──────── TASK MATERIAL ────────
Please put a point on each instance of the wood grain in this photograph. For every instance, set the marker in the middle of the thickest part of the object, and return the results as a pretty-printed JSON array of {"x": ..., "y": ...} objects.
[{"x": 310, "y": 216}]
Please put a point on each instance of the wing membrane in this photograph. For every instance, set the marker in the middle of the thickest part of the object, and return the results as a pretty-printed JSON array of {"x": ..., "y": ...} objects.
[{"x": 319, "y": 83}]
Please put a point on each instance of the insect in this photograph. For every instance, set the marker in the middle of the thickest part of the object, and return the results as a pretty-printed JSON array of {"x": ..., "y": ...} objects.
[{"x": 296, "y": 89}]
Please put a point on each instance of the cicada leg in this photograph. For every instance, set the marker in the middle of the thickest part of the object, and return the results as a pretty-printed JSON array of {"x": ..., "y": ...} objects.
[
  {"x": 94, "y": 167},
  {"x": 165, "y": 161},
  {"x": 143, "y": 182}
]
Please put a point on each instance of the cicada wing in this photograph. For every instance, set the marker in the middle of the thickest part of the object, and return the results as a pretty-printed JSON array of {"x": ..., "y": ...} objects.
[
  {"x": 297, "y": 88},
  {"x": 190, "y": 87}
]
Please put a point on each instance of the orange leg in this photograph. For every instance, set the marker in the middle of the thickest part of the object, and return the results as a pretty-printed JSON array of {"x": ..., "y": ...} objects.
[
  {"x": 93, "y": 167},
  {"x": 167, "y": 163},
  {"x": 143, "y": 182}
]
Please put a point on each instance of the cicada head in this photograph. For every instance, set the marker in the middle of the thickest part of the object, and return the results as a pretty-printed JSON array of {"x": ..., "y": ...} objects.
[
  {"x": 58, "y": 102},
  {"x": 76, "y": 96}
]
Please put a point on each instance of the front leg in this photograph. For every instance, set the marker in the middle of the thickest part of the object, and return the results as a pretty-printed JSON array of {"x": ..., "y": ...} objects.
────────
● **TASK REQUIREMENTS**
Update the listing above by changing every "thickest part" to "widest part", keeping the rest of the text the same.

● **ANSWER TO THE PROBLEM**
Please put a point on each instance of the wood grain in this photograph. For every instance, set the marker in the middle of the widest part of the object, and return the results as a pretty-printed JSON array of {"x": ..., "y": ...} objects.
[{"x": 310, "y": 216}]
Please put a point on each instance of the wing membrane in this photograph. For every instance, set the marker in the middle of the widest part of the object, and return the results as a pretty-printed JSON array of {"x": ..., "y": ...} objects.
[{"x": 319, "y": 83}]
Please put a point on each instance of the insect in this photograph. For every instance, set the marker in the middle of the widest part of the object, and return the results as a pretty-printed JSON array of {"x": ..., "y": ...} objects.
[{"x": 296, "y": 89}]
Please put a point on each instance of the cicada leg in this photograph. For every instance, set the marker in the middle of the widest part of the object, and return the results as a pretty-printed JSON array of {"x": ..., "y": ...} objects.
[
  {"x": 94, "y": 167},
  {"x": 165, "y": 161},
  {"x": 143, "y": 182}
]
Please put a point on each instance of the cicada wing in this photograph. For every instance, set the marker in the middle of the widest part of the object, and return the results as a pretty-printed JSON array of {"x": ..., "y": ...} objects.
[
  {"x": 297, "y": 88},
  {"x": 190, "y": 87}
]
Please put a point on each instance of the orange leg in this photograph. For every instance, set the marker in the middle of the widest part of the object, and return the results as a pretty-printed JSON array of {"x": ..., "y": ...} objects.
[
  {"x": 93, "y": 167},
  {"x": 167, "y": 163},
  {"x": 143, "y": 182}
]
Please put a point on each instance of the cicada head in this photograph. For every instance, set the marker in the middle of the widest part of the object, and return the results as a pretty-printed JSON array of {"x": ..., "y": ...} objects.
[
  {"x": 58, "y": 102},
  {"x": 76, "y": 96}
]
Please put a point on each instance of the front leg in this photograph. For every instance, set the marker in the middle of the widest part of the object, and return the results as a pretty-printed JSON array of {"x": ..., "y": ...} objects.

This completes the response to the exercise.